Exercise text:
────
Unfortunately, civilian governors have since then not been able to place health care delivery as a priority.  The late Rev. Fr. Moses Adasu, a catholic priest who surprisingly won election as Governor of Benue State in 1992 had threatened to convert Government House Makurdi to the State Hospital but was unable to do so because his tenure was cut short by the military. Today’s Governors would not think of such a thing.
Instead each of them would seek to transform his state by building a “New Government House” for himself and a “Presidential lodge” should Mr. President comes on a visit. A typical state governor can easily be hailed as ‘Action Governor” if in addition, he refurbishes a few major roads in the state capital at twice the real cost.
No leader thinks of hospitals because there is a conventional preference – ‘oversea’ treatment. This explains why Governor Danbaba Suntai of Taraba State has been in Germany instead of Jalingo since October last year when he was involved in a plane crash. Similarly, Governor Sullivan Chime of Enugu State is reportedly receiving medical treatment in a London hospital.
────
Extracted information:
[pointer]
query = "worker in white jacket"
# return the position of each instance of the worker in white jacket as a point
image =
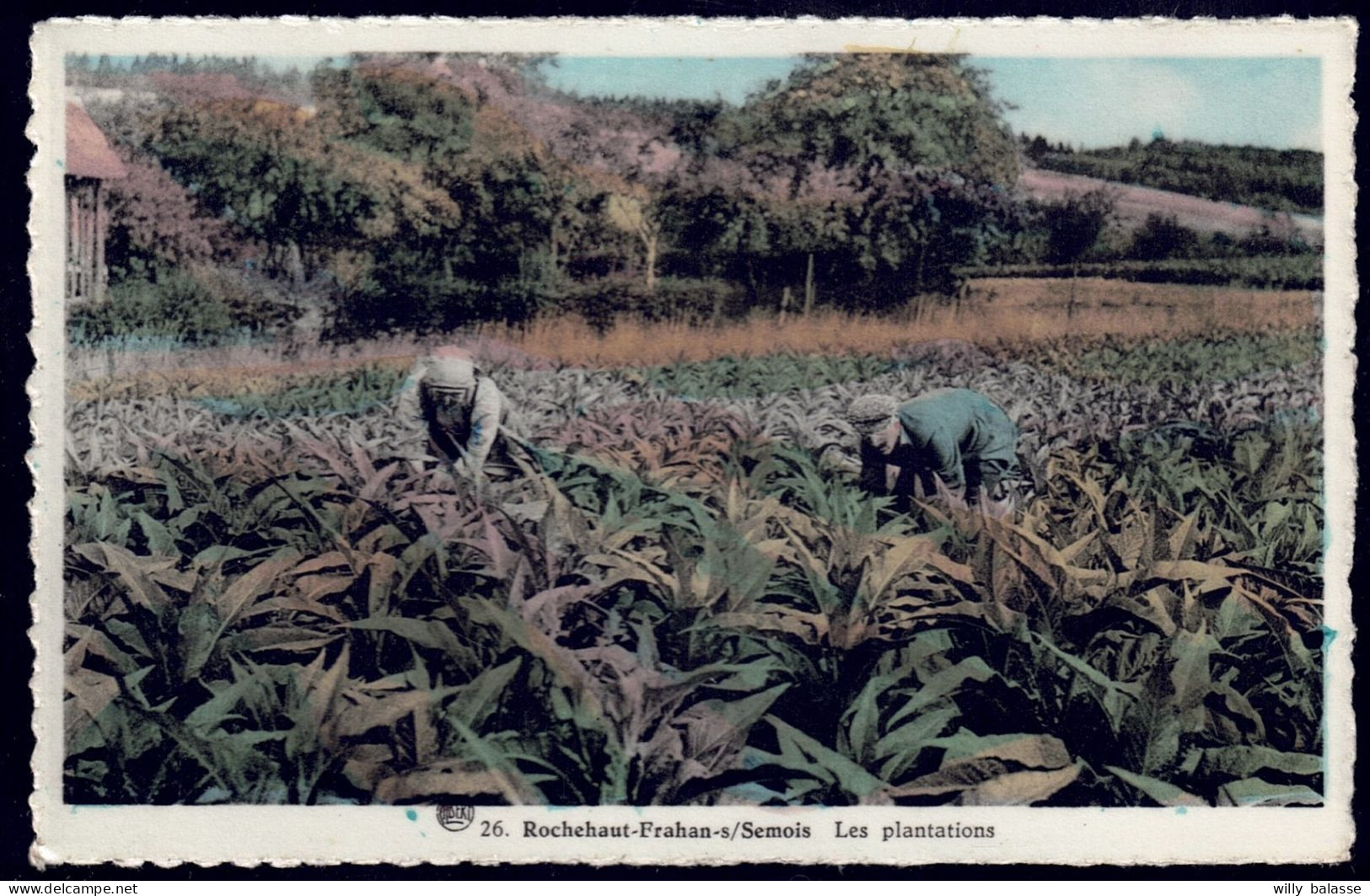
(464, 410)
────
Required tasks:
• 1. In the health care passage, what did Moses Adasu threaten to turn Government House Makurdi into?
• 2. Using the health care passage, explain why no leader thinks of hospitals.
• 3. Write out the stretch of the health care passage from "Instead each of" through "the real cost.".
The rows have nothing to do with the health care passage.

List of answers:
• 1. The State Hospital.

• 2. There is a common preference for treatment abroad, which the passage calls "'oversea' treatment." It says this is why Governor Danbaba Suntai of Taraba State has been in Germany instead of Jalingo since his plane crash in October of the previous year.

• 3.
Instead each of them would seek to transform his state by building a “New Government House” for himself and a “Presidential lodge” should Mr. President comes on a visit. A typical state governor can easily be hailed as ‘Action Governor” if in addition, he refurbishes a few major roads in the state capital at twice the real cost.